● THE EXERCISE:
Copy the records from the start through the line containing "<point>227,199</point>", swapping "Reviewer note" for "Annotator note" and leaving everything else untouched. Leave the pictures out.

Stored items:

+ + + + +

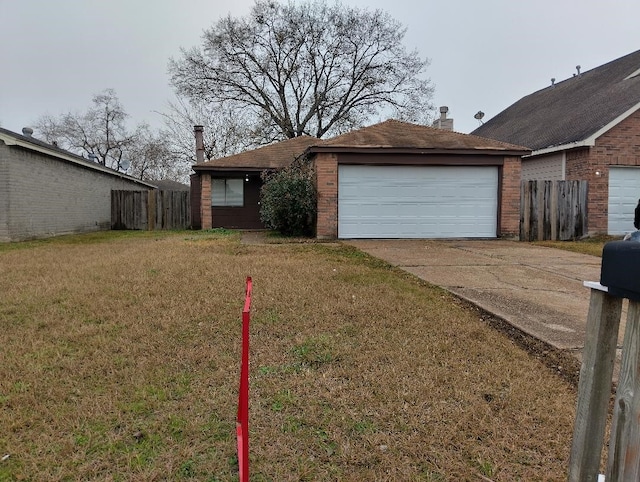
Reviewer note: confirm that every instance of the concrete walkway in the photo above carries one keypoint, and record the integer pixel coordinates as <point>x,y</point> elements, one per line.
<point>539,290</point>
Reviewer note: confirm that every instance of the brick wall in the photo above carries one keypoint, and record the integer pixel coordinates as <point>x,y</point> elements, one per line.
<point>510,197</point>
<point>46,196</point>
<point>205,201</point>
<point>327,184</point>
<point>618,147</point>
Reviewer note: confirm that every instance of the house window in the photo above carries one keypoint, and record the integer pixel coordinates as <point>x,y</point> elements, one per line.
<point>227,192</point>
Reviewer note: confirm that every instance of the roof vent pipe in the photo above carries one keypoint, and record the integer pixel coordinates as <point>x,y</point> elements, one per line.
<point>198,132</point>
<point>444,123</point>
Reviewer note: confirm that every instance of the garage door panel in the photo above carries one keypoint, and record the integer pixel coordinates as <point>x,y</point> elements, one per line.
<point>624,192</point>
<point>417,202</point>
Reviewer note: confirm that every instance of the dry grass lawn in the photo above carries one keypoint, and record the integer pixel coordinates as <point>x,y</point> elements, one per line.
<point>120,361</point>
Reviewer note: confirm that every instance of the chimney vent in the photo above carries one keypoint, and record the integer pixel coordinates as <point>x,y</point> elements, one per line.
<point>444,123</point>
<point>198,132</point>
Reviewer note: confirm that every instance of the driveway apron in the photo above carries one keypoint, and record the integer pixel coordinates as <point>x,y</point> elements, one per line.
<point>537,289</point>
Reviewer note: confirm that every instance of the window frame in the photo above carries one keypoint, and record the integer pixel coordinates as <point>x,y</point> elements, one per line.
<point>227,199</point>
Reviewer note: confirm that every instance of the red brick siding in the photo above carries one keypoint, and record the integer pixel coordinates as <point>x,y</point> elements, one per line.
<point>510,197</point>
<point>327,185</point>
<point>205,201</point>
<point>620,146</point>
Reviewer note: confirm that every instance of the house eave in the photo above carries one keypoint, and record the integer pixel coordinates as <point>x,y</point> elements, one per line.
<point>413,151</point>
<point>589,141</point>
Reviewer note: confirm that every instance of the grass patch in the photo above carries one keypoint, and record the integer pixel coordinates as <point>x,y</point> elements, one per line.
<point>120,361</point>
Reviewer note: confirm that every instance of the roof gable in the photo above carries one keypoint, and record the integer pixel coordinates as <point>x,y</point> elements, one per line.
<point>573,110</point>
<point>391,135</point>
<point>398,135</point>
<point>273,156</point>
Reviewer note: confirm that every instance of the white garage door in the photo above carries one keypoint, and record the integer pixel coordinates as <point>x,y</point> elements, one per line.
<point>417,201</point>
<point>624,192</point>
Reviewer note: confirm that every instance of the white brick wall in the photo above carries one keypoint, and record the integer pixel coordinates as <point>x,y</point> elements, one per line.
<point>45,196</point>
<point>4,196</point>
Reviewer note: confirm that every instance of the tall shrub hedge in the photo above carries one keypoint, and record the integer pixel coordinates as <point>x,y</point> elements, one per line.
<point>288,200</point>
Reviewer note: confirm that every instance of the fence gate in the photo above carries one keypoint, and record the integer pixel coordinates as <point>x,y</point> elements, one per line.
<point>149,210</point>
<point>553,210</point>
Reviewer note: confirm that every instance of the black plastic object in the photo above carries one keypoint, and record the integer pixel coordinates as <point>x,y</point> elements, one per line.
<point>620,271</point>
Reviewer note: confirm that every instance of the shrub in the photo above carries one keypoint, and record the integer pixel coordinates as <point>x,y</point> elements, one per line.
<point>288,200</point>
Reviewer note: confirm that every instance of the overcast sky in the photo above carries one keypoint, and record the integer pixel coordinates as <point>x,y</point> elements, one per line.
<point>485,55</point>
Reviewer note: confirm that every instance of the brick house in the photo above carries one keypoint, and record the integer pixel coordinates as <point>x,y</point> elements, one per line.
<point>389,180</point>
<point>584,128</point>
<point>47,191</point>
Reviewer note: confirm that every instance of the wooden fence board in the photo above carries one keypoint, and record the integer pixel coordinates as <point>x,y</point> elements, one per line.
<point>553,210</point>
<point>149,210</point>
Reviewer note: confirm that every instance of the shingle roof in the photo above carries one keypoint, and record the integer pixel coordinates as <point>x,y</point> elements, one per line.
<point>394,134</point>
<point>389,135</point>
<point>273,156</point>
<point>572,110</point>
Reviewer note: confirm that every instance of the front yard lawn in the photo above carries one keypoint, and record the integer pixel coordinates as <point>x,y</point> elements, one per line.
<point>120,361</point>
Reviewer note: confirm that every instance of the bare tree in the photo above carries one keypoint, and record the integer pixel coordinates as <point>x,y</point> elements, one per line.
<point>100,131</point>
<point>152,157</point>
<point>226,131</point>
<point>307,68</point>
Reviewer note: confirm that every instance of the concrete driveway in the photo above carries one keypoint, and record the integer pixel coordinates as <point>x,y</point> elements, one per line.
<point>539,290</point>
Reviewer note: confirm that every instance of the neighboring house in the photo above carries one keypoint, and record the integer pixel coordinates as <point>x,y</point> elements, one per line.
<point>47,191</point>
<point>389,180</point>
<point>584,128</point>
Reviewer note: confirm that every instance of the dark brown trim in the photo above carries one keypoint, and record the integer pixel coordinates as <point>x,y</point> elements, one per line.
<point>417,151</point>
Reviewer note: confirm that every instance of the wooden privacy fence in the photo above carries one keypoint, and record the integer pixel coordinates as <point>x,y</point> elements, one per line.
<point>553,210</point>
<point>149,210</point>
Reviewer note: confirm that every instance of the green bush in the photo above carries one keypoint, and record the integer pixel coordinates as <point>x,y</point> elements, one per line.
<point>288,200</point>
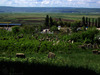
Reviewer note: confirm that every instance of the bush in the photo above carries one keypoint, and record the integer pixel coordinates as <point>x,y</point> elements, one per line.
<point>54,28</point>
<point>15,29</point>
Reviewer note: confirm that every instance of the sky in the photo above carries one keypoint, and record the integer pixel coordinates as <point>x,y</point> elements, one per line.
<point>51,3</point>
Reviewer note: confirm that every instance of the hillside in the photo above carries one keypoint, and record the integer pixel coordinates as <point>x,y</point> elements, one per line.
<point>6,9</point>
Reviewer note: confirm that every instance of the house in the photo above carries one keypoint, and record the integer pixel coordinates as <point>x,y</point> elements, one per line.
<point>8,26</point>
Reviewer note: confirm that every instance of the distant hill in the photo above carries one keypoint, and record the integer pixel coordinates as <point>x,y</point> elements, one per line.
<point>5,9</point>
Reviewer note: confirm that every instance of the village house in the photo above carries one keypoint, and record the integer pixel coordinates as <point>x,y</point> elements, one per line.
<point>8,26</point>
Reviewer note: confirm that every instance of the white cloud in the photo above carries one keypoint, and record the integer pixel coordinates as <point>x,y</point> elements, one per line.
<point>51,3</point>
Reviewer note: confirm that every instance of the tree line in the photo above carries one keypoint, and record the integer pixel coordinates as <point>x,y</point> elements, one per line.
<point>90,22</point>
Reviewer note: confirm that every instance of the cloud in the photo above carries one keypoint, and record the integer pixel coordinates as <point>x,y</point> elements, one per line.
<point>51,3</point>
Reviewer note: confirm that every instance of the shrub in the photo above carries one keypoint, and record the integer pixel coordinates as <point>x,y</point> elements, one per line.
<point>54,28</point>
<point>15,29</point>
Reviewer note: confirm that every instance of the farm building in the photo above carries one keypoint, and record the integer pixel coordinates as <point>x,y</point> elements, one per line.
<point>8,26</point>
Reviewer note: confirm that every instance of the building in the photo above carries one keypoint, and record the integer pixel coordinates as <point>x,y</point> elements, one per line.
<point>8,26</point>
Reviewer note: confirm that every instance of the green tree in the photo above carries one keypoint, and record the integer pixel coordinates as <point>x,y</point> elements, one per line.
<point>99,22</point>
<point>89,22</point>
<point>96,22</point>
<point>86,21</point>
<point>51,22</point>
<point>47,21</point>
<point>93,21</point>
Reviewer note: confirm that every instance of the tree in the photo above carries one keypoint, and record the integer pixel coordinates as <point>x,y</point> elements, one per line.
<point>96,22</point>
<point>60,22</point>
<point>47,21</point>
<point>86,21</point>
<point>51,22</point>
<point>99,22</point>
<point>92,21</point>
<point>83,21</point>
<point>89,22</point>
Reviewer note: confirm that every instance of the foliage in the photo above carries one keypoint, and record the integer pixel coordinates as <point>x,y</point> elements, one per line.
<point>54,28</point>
<point>15,29</point>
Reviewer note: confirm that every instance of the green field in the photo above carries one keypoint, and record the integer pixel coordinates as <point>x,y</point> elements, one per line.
<point>70,57</point>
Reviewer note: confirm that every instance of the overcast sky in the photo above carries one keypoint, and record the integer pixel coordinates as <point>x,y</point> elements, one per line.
<point>51,3</point>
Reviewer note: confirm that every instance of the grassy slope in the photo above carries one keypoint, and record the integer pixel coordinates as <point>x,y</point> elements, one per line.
<point>83,59</point>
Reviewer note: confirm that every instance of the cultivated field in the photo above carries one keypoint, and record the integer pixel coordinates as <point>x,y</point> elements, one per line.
<point>73,49</point>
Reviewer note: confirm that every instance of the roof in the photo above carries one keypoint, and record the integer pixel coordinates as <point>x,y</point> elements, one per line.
<point>11,24</point>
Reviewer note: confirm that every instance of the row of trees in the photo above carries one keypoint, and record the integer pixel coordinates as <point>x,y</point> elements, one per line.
<point>87,22</point>
<point>49,22</point>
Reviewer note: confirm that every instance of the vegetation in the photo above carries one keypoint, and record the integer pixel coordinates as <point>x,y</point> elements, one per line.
<point>73,48</point>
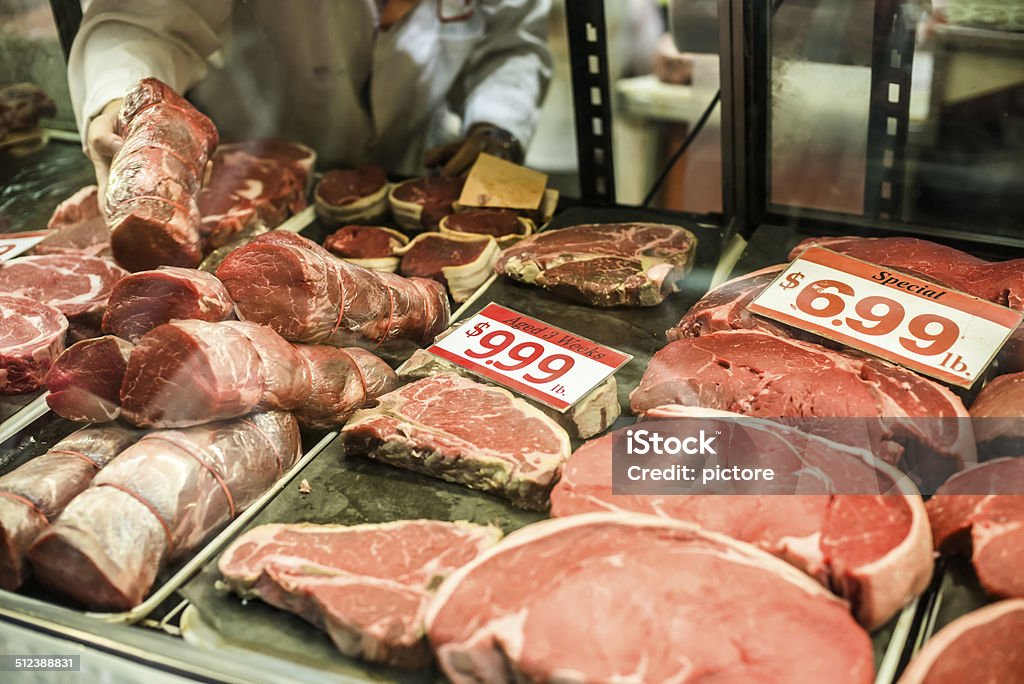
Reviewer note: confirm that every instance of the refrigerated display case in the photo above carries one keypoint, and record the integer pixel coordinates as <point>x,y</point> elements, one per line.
<point>836,119</point>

+ + + + +

● WRITTEN SOLUTION:
Annotator note: confirm that every instance of the concrete walkway in the photo above carries one keypoint, and record the integer pixel coordinates as <point>x,y</point> elements, one per line.
<point>539,290</point>
Annotator note: confirm that every instance of the brick wall in the photo above carries one keypoint, and record the integer pixel coordinates as <point>x,y</point> elements, one per line.
<point>510,197</point>
<point>46,196</point>
<point>205,201</point>
<point>327,184</point>
<point>618,147</point>
Annotator note: confirm that every instance of the house window in the photo above carries one keypoint, and record the integer pixel coordinates as <point>x,y</point> elements, one per line.
<point>227,192</point>
Annotator note: confirm that every instance of the roof vent pipe in the photo above carries one keypoint, and record the integer pixel coordinates as <point>x,y</point> elements, one per line.
<point>198,132</point>
<point>444,123</point>
Annotator note: confirm that every instance of the garage door panel in the photo above carries one keypoint, and record the integer pixel coordinates as <point>x,y</point> elements, one per line.
<point>624,192</point>
<point>417,202</point>
Annotator note: confirm that every instance of the dry grass lawn in the photo above carries one keypoint, and record the integer pixel coordinates as <point>x,y</point> elements, one per line.
<point>120,361</point>
Annotator note: confirm that every instance of the chimney vent in the photo above carries one keypoint, and record the integer pixel coordinates as <point>x,y</point> elements, one per line.
<point>444,123</point>
<point>198,132</point>
Annotator note: confirm that every instance of the driveway apron in the photo above carries one keypoint, and record the integer pixel coordinates as <point>x,y</point> elements, one per line.
<point>537,289</point>
Annotator note: confirm that every instance of the window frame in the photo above carries one keypoint, and record the integer pixel coordinates as <point>x,y</point> elements, one per line.
<point>227,199</point>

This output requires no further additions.